▼
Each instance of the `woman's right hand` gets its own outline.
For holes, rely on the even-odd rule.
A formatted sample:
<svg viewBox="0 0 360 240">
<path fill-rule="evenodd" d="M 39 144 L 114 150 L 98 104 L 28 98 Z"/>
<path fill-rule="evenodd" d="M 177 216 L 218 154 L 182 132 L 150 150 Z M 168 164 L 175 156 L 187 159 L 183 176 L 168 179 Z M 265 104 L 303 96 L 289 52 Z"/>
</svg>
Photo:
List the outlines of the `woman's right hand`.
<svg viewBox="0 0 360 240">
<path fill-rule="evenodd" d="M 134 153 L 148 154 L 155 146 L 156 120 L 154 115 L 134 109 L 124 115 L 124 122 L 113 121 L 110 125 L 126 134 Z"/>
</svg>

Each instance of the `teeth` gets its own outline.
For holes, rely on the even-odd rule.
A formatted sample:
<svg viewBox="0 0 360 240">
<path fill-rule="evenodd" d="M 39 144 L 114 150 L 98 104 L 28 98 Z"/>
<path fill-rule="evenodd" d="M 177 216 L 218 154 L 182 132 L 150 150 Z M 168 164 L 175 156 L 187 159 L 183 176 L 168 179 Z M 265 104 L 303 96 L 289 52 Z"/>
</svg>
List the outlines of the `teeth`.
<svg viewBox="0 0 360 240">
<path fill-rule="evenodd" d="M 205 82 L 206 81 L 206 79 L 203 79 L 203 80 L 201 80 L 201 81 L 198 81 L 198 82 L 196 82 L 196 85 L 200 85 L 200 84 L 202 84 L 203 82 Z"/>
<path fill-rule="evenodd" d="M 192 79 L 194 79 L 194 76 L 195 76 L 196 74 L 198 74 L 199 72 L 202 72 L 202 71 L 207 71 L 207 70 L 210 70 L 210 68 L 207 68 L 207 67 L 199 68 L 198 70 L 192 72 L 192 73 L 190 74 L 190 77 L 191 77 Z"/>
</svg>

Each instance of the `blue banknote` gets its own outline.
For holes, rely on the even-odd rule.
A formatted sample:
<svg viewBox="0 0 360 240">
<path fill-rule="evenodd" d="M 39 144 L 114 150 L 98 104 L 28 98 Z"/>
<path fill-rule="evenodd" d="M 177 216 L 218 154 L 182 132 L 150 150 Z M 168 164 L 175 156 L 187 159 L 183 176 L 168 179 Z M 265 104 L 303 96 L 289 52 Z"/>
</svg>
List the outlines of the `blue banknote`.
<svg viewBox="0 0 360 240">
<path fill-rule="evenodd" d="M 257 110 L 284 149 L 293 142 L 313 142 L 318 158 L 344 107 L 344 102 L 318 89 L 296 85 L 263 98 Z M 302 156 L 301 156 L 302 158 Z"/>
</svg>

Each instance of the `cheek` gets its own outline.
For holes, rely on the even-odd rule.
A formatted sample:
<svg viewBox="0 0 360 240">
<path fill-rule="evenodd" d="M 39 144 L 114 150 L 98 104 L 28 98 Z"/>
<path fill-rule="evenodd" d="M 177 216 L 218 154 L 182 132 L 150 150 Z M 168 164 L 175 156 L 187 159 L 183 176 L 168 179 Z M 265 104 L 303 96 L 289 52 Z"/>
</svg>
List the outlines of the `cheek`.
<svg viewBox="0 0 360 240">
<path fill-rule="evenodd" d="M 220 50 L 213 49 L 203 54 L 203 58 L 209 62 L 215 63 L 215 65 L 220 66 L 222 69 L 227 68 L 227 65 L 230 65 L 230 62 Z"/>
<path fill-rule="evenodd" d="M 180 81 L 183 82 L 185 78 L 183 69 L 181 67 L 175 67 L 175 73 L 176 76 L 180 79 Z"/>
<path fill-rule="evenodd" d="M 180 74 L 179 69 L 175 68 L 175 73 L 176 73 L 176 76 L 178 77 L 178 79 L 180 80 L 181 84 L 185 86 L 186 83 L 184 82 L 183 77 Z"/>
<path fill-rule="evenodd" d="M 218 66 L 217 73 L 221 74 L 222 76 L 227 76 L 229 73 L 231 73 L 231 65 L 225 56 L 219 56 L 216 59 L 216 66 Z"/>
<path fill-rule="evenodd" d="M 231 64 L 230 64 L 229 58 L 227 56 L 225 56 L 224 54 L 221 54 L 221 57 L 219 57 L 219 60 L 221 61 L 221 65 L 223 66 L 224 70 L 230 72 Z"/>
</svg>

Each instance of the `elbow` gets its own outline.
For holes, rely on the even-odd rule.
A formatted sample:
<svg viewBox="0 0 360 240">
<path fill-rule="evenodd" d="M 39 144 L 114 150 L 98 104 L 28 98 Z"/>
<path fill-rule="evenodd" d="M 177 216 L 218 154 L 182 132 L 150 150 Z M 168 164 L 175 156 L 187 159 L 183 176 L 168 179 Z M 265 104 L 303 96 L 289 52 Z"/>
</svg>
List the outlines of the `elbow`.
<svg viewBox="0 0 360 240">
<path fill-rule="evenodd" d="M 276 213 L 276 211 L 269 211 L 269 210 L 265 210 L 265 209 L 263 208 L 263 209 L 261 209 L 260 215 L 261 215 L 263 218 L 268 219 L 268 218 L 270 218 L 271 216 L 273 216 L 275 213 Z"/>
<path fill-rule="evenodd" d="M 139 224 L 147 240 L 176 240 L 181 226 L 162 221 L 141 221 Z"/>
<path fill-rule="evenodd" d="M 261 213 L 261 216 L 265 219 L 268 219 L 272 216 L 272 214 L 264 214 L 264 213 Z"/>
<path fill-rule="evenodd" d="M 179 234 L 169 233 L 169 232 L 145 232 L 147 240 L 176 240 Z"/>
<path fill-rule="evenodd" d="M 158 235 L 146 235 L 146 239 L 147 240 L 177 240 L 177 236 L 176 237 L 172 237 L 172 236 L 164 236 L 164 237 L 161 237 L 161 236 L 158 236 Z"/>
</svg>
▲
Assigned task
Would you return all of the data exactly as it stands above?

Expected answer
Each instance of the `woman's right hand` gets its own outline.
For holes, rely on the even-odd rule.
A formatted sample:
<svg viewBox="0 0 360 240">
<path fill-rule="evenodd" d="M 39 144 L 114 150 L 98 104 L 28 98 Z"/>
<path fill-rule="evenodd" d="M 177 216 L 218 154 L 182 132 L 150 150 Z M 168 164 L 175 156 L 187 159 L 183 176 L 168 179 Z M 265 104 L 303 96 L 289 52 Z"/>
</svg>
Photo:
List the outlines of the `woman's right hand`.
<svg viewBox="0 0 360 240">
<path fill-rule="evenodd" d="M 134 153 L 148 154 L 155 146 L 156 120 L 154 115 L 134 109 L 124 115 L 124 122 L 113 121 L 110 125 L 126 134 Z"/>
</svg>

Each instance of the `teeth` gets its own outline.
For holes, rely on the even-odd rule.
A formatted sample:
<svg viewBox="0 0 360 240">
<path fill-rule="evenodd" d="M 39 144 L 114 150 L 98 104 L 28 98 Z"/>
<path fill-rule="evenodd" d="M 177 216 L 218 154 L 182 132 L 150 150 Z M 168 164 L 175 156 L 187 159 L 183 176 L 168 179 Z M 265 104 L 303 96 L 289 52 Z"/>
</svg>
List the outlines of the `teeth`.
<svg viewBox="0 0 360 240">
<path fill-rule="evenodd" d="M 205 82 L 206 81 L 206 79 L 203 79 L 203 80 L 201 80 L 201 81 L 198 81 L 198 82 L 196 82 L 196 85 L 200 85 L 200 84 L 202 84 L 203 82 Z"/>
<path fill-rule="evenodd" d="M 192 79 L 194 79 L 194 76 L 195 76 L 196 74 L 198 74 L 199 72 L 202 72 L 202 71 L 207 71 L 207 70 L 210 70 L 210 68 L 207 68 L 207 67 L 199 68 L 198 70 L 192 72 L 192 73 L 190 74 L 190 77 L 191 77 Z"/>
</svg>

Each instance of the `blue banknote` gets its own outline.
For holes, rely on the even-odd rule.
A formatted sample:
<svg viewBox="0 0 360 240">
<path fill-rule="evenodd" d="M 39 144 L 114 150 L 98 104 L 28 98 Z"/>
<path fill-rule="evenodd" d="M 177 216 L 218 154 L 182 132 L 150 150 Z M 168 164 L 175 156 L 187 159 L 183 176 L 168 179 Z M 265 104 L 303 96 L 289 52 Z"/>
</svg>
List the outlines of the `blue banknote`.
<svg viewBox="0 0 360 240">
<path fill-rule="evenodd" d="M 257 110 L 284 149 L 293 142 L 313 142 L 318 158 L 344 107 L 344 102 L 318 89 L 296 85 L 263 98 Z M 302 156 L 301 156 L 302 158 Z"/>
</svg>

Each instance of the `cheek` gets its own outline.
For holes, rely on the even-odd rule.
A formatted sample:
<svg viewBox="0 0 360 240">
<path fill-rule="evenodd" d="M 39 144 L 114 150 L 98 104 L 28 98 Z"/>
<path fill-rule="evenodd" d="M 177 216 L 218 154 L 182 132 L 150 150 Z M 168 164 L 175 156 L 187 159 L 183 176 L 168 179 Z M 265 104 L 303 96 L 289 52 Z"/>
</svg>
List the outlines of the `cheek`.
<svg viewBox="0 0 360 240">
<path fill-rule="evenodd" d="M 220 50 L 213 49 L 203 54 L 203 58 L 209 62 L 215 63 L 215 65 L 220 66 L 222 69 L 227 68 L 227 65 L 230 65 L 230 62 Z"/>
<path fill-rule="evenodd" d="M 180 81 L 183 82 L 185 78 L 183 69 L 181 67 L 175 67 L 175 73 L 176 76 L 180 79 Z"/>
<path fill-rule="evenodd" d="M 180 74 L 179 69 L 175 68 L 175 73 L 176 73 L 176 76 L 178 77 L 178 79 L 180 80 L 181 84 L 185 86 L 186 83 L 184 82 L 183 77 Z"/>
<path fill-rule="evenodd" d="M 218 66 L 217 73 L 221 74 L 222 76 L 227 76 L 229 73 L 231 73 L 231 65 L 225 56 L 219 56 L 216 59 L 216 66 Z"/>
<path fill-rule="evenodd" d="M 231 64 L 230 64 L 229 58 L 227 56 L 225 56 L 224 54 L 221 54 L 221 57 L 219 57 L 219 60 L 221 61 L 221 65 L 223 66 L 224 70 L 230 72 Z"/>
</svg>

Each instance of the `elbow` gets its own outline.
For holes, rely on the even-odd rule.
A formatted sample:
<svg viewBox="0 0 360 240">
<path fill-rule="evenodd" d="M 39 144 L 114 150 L 98 104 L 28 98 Z"/>
<path fill-rule="evenodd" d="M 177 216 L 218 154 L 182 132 L 150 150 Z M 168 164 L 175 156 L 187 159 L 183 176 L 168 179 Z M 265 104 L 303 96 L 289 52 Z"/>
</svg>
List the outlines of the `elbow`.
<svg viewBox="0 0 360 240">
<path fill-rule="evenodd" d="M 276 213 L 276 211 L 269 211 L 269 210 L 265 210 L 265 209 L 263 208 L 263 209 L 261 209 L 260 215 L 261 215 L 263 218 L 268 219 L 268 218 L 270 218 L 271 216 L 273 216 L 275 213 Z"/>
<path fill-rule="evenodd" d="M 139 224 L 147 240 L 176 240 L 181 226 L 162 221 L 141 221 Z"/>
<path fill-rule="evenodd" d="M 261 213 L 261 216 L 265 219 L 268 219 L 272 216 L 272 214 L 264 214 L 264 213 Z"/>
<path fill-rule="evenodd" d="M 179 234 L 169 233 L 169 232 L 145 232 L 147 240 L 176 240 Z"/>
<path fill-rule="evenodd" d="M 158 235 L 146 235 L 146 239 L 147 240 L 177 240 L 177 236 L 176 237 L 172 237 L 172 236 L 164 236 L 164 237 L 161 237 L 161 236 L 158 236 Z"/>
</svg>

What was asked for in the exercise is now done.